Rewrite the entries below with "Drop" replaced by "Mark" everywhere and nothing else changed.

Start Exercise material

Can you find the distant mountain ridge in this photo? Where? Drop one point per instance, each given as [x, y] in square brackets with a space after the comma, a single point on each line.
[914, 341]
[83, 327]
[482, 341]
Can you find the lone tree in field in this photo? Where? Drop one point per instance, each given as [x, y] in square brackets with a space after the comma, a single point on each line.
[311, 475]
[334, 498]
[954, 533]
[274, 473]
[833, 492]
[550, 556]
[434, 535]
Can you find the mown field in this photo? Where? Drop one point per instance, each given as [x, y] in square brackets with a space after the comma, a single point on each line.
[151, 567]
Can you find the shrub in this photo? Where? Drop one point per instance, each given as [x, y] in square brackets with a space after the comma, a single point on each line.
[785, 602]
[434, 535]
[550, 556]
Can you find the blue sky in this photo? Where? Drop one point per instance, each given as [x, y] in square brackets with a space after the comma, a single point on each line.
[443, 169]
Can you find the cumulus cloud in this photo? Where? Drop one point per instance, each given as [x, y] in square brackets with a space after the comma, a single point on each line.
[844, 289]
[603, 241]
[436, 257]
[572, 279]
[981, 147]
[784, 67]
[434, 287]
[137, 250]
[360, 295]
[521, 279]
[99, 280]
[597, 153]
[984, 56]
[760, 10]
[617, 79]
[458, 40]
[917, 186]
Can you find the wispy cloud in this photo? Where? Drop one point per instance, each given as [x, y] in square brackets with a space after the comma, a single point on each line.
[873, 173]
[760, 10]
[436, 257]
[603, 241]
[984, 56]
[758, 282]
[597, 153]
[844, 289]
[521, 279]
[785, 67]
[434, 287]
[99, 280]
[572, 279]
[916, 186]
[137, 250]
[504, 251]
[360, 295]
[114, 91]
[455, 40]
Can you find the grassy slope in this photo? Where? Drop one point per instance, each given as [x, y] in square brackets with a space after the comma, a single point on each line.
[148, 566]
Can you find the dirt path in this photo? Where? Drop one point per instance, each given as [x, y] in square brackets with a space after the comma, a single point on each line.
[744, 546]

End Exercise material

_Final result_
Can you find the distant mountain ridge in this photo? Where? Mark one point per instance, each given as [x, y] in square brackets with a space after the comma, a single point on each line.
[914, 341]
[83, 327]
[482, 341]
Can you find the lone tree in field in this photo? Where? Mark one point per instance, each given as [x, y] in square brackets with a space after the comma, a single point on each line.
[311, 475]
[334, 498]
[954, 533]
[274, 473]
[833, 492]
[550, 556]
[434, 535]
Can you find the mown field in this photo? Where? Mark one point per instance, each given as [x, y] in square brackets with a space after the comma, a single point on each line.
[151, 567]
Can you find the shrub in this photo? Where? Mark one point per instance, each given as [x, y] in square brackets with a space after the comma, a single point on each line.
[785, 602]
[434, 535]
[550, 556]
Can you find the blue sky in this photo? Where? Mark one point per instance, each given as [x, y] in square brackets with a space after the comma, a single point on each line.
[443, 169]
Can you find the cumulus cloud in this photo? Where? Mark one point per instance, each given as [x, y] in square brackets with a space after the comma, a single point on each line.
[844, 289]
[603, 241]
[436, 257]
[572, 279]
[981, 147]
[784, 67]
[434, 287]
[137, 250]
[360, 295]
[521, 279]
[99, 280]
[597, 153]
[984, 56]
[760, 10]
[617, 79]
[458, 40]
[917, 186]
Can you find the wispy cloud in this photo? Where? Mark one point per instance, each given as [x, y] in square brackets with a space after the comma, a single point on each line.
[873, 173]
[760, 10]
[436, 257]
[603, 241]
[984, 56]
[758, 282]
[597, 153]
[844, 289]
[521, 279]
[785, 67]
[434, 287]
[99, 280]
[572, 279]
[916, 186]
[137, 250]
[504, 251]
[360, 295]
[114, 91]
[455, 40]
Can you find the grassy slope in this photo? Where? Mark one point per instance, each given as [x, y] in square brackets with a space after the comma, a single point on each line.
[148, 566]
Can you find the dirt path in this photo? Where? Mark one point per instance, each given as [x, y] in square brackets with a space after the comma, a single point on each line.
[744, 546]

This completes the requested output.